Amazon to develop R4bn office at disputed facility in Cape Town
The Cape Town-based R4.5 billion River Club Development will be the new home of US retail giant Amazon, after the City of Cape Town recently approved the 15-hectare parcel of land for development by the Liesbeek Leisure Properties Trust.
The Observatory-based River Club, which is owned and operated by the Liesbeek Leisure Properties Trust, is working on a major residential and commercial property development expected to create 5 239 jobs in the construction phase alone.
In a statement, the City of Cape Town says international conglomerate Amazon will be the anchor tenant, opening a base of operations on the African continent, and together with other commercial tenants will unlock economic opportunities for SA.
Amazon, which already has an office in Cape Town, is reportedly looking to establish a larger corporation in the vicinity, which is expected to conjugate its cloud computing and customer service businesses as the Jeff Bezos-founded company’s African client base continues to grow.
The development design, according to the City of Cape Town, intends to create a 150 000sqm mixed-use space, creating up to 19 000 indirect and induced jobs.
“The planned mixed-use development will be a significant boost to the economy and the people of Cape Town in the aftermath of the national COVID-19 lockdown,” says City of Cape Town executive mayor Dan Plato.
“We are acutely aware of the need to balance investment and job creation, along with heritage and planning considerations. It is clear that this development offers many economic, social and environmental benefits for the area. We are committed to driving investment to revitalise the economy, which is slowly recovering following the impact of COVID-19.”
Almost 60 000sqm will be used as office space, with further mixed-use space for retailers, a 200-room hotel, gym, restaurants and conference facilities.

> [EXTRACTED INFORMATION]:
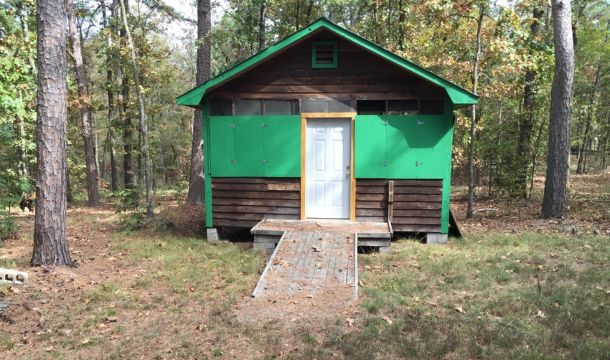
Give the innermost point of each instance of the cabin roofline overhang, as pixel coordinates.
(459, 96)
* * *
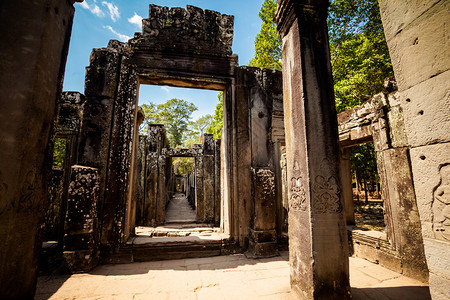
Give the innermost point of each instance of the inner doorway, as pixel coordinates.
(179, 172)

> [PROMPT]:
Transcribe the passage from the article about Amazon's Cape Town development, starting at "The Observatory-based River" and ending at "construction phase alone.".

> [WRITTEN RESPONSE]:
The Observatory-based River Club, which is owned and operated by the Liesbeek Leisure Properties Trust, is working on a major residential and commercial property development expected to create 5 239 jobs in the construction phase alone.